La Bâtarde
7.9
La Bâtarde

livre de Violette Leduc (1964)

   Á en croire ce que Violette Leduc nous raconte de sa vie, rien ne semblait la prédestiner à l'écriture. Elle ne correspond pas du tout aux portraits qu'on a l'habitude de voir brossés dans les biographies d'écrivains. Elle évoque ses origines de misérable, son enfance pauvre à la campagne pendant la première guerre mondiale, ses vols... On la sent dès le début attachée à la nature, à l'instant présent. Pas du tout une assoiffée de lecture ou d'introspection au départ, mais plutôt de vie, de réel, de matérialité… Elle finit par découvrir la lecture à l'adolescence (l'écriture bien plus tard, vers 30 ans passés), mais c'est aussi en matérialiste qu'elle en parle. C'est en grande partie l'objet livre qui l'intéresse, la fascine : toutes ces scènes où elle se décrit contemplant les vitrines de librairies à Paris, les couvertures, leurs couleurs, le nom des auteurs imprimés dessus … C'est aussi l'univers autour du livre qui lui plaît : une des périodes de sa vie où on la sent presque heureuse étant celle où elle travaille chez Plon, et qu'elle voit graviter toutes ces figures plus ou moins connues du monde de l'écriture, dont elle parle avec admiration. De même elle ne se cache jamais de son avarice, ni de sa soif d'argent et de luxe. Son rapport à l'écriture à d'abord été étroitement lié à l'argent : que ce soit les échos qu'elle rédige pour les revues, les scénarios chez Synops, et puis les quelques articles et récits auxquels elle s'est essayée dans les journaux, c'était toujours pour gagner de l'argent, elle l'affirme sans pudeur. Finalement, elle nous répète sans cesse qu'elle est ignare et paresseuse, qu'elle est laide et possessive, qu'elle est née pauvre et vivra toujours dans cette angoisse du pauvre -celle de manquer-, qu'elle aura donc toujours la manie des combines, des stratagèmes pour s'en sortir. En clair, elle semble complètement à rebours de toutes les caractéristiques largement romantisées, idéalisées, que l'on associe habituellement à la figure de l'artiste.

Et son style reflète cela, en ce qu'il est profondément original. Elle a beau se décrire dans toute son obsession pour le prosaïque et sa soit-disant vanité : son style n'en est pas moins authentique, sincère, profondément poétique et audacieux. Elle décrit ses séances de lèches vitrines, affamée de luxe, dans les rues de Paris exactement de la même manière qu'elle décrit la nature dès qu'elle se retrouve à la campagne : poésie pure. Tout est image, couleurs, sensations. La métaphore prend tellement de place qu'on finit par ne plus la voir ; l'image remplace la réalité. Les nombreuses pages décrivant ses premières aventures sexuelles avec Isabelle sont particulièrement marquantes. En dehors du fait que c'est évidemment courageux de décrire cela à l'époque, j'y vois l'expression d'une liberté littéraire absolue. C'est un long poème en prose, remplis d'images qui nous décontenancent complètement, tant elles sont loin de ce dont on a l'habitude en littérature. Il faut lire doucement et attentivement, pour appréhender comme il se doit la nouveauté, la singularité de ses associations d'idées.
⁂
EXERCICE PROPOSÉ -> Dans le texte sur La Bâtarde, relevez tous les qualificatifs attribués au style de Violette Leduc dans la phrase qui commence par « Elle a beau se décrire ».
⁂
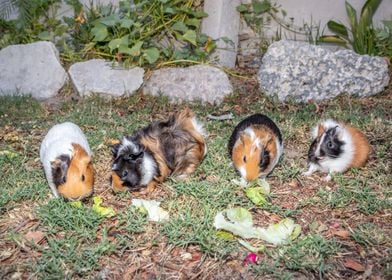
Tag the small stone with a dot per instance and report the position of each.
(195, 83)
(307, 72)
(104, 77)
(31, 69)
⁂
CORRIGÉ -> authentique, sincère, profondément poétique, audacieux